___ Dataset records
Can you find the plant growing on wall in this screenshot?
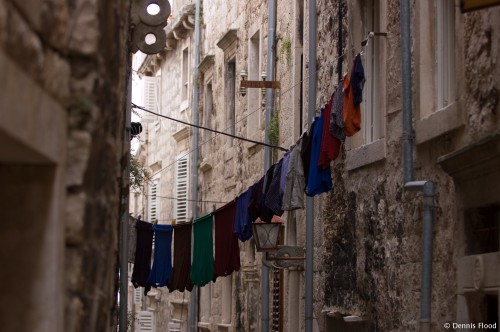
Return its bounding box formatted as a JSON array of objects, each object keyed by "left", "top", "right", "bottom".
[
  {"left": 279, "top": 37, "right": 292, "bottom": 66},
  {"left": 267, "top": 110, "right": 280, "bottom": 160},
  {"left": 130, "top": 155, "right": 151, "bottom": 193}
]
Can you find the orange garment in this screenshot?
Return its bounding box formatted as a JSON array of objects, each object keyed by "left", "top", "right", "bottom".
[{"left": 343, "top": 68, "right": 361, "bottom": 136}]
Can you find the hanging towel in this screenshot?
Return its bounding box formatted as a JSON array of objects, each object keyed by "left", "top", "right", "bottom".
[
  {"left": 282, "top": 136, "right": 306, "bottom": 210},
  {"left": 318, "top": 97, "right": 340, "bottom": 167},
  {"left": 128, "top": 215, "right": 137, "bottom": 264},
  {"left": 131, "top": 220, "right": 154, "bottom": 288},
  {"left": 167, "top": 222, "right": 193, "bottom": 293},
  {"left": 307, "top": 110, "right": 333, "bottom": 196},
  {"left": 234, "top": 185, "right": 254, "bottom": 241},
  {"left": 213, "top": 200, "right": 240, "bottom": 278},
  {"left": 190, "top": 214, "right": 214, "bottom": 287},
  {"left": 147, "top": 224, "right": 173, "bottom": 287}
]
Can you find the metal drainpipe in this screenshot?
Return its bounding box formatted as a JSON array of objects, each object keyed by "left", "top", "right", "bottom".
______
Task directions: What lines above contain the word "screenshot"? Please copy each one.

Answer box:
Can you find the plant growing on wall in this screenshot?
Can you find the orange garment in this screenshot?
Can you find the hanging towel in this screenshot?
Can you find the metal drainpipe in this screenshot?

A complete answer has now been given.